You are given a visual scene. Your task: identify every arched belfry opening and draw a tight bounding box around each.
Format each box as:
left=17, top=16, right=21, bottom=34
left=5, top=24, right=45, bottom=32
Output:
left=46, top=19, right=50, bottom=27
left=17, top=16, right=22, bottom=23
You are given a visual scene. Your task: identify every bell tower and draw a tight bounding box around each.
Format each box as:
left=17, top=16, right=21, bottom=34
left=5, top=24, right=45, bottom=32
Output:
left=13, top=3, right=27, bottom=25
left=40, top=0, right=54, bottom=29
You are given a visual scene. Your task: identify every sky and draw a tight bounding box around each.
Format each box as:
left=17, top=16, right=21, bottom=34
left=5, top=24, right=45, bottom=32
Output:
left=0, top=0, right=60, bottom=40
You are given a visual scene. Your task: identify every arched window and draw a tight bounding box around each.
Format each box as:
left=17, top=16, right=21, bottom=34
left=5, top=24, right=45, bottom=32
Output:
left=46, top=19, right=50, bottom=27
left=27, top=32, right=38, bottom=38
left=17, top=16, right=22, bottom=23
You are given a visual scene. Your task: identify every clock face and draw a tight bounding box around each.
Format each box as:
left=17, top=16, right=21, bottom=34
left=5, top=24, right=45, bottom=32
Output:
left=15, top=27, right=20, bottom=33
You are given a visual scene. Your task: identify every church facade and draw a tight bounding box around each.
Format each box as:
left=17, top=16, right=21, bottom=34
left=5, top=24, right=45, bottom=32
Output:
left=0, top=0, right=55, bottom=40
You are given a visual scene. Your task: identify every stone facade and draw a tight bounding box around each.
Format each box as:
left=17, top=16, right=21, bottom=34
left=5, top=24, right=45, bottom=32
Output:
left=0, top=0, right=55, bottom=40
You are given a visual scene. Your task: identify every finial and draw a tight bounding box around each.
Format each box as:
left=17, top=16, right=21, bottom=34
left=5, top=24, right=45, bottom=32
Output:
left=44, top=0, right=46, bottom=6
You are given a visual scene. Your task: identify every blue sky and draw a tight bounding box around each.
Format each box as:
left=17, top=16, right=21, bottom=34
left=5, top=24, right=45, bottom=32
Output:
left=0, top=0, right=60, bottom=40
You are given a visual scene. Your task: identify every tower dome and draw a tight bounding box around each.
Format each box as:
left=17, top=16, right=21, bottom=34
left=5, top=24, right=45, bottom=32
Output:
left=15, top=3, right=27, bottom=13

- - -

Retype the records without any change, beginning at the line that contains "You are given a visual scene. Your task: identify every tower" and continuing through the last line of the records.

You are given a visual scene. Your task: identify every tower dome and draw a tight bounding box around each.
Format each box as:
left=17, top=16, right=21, bottom=34
left=5, top=24, right=45, bottom=32
Output:
left=15, top=3, right=27, bottom=13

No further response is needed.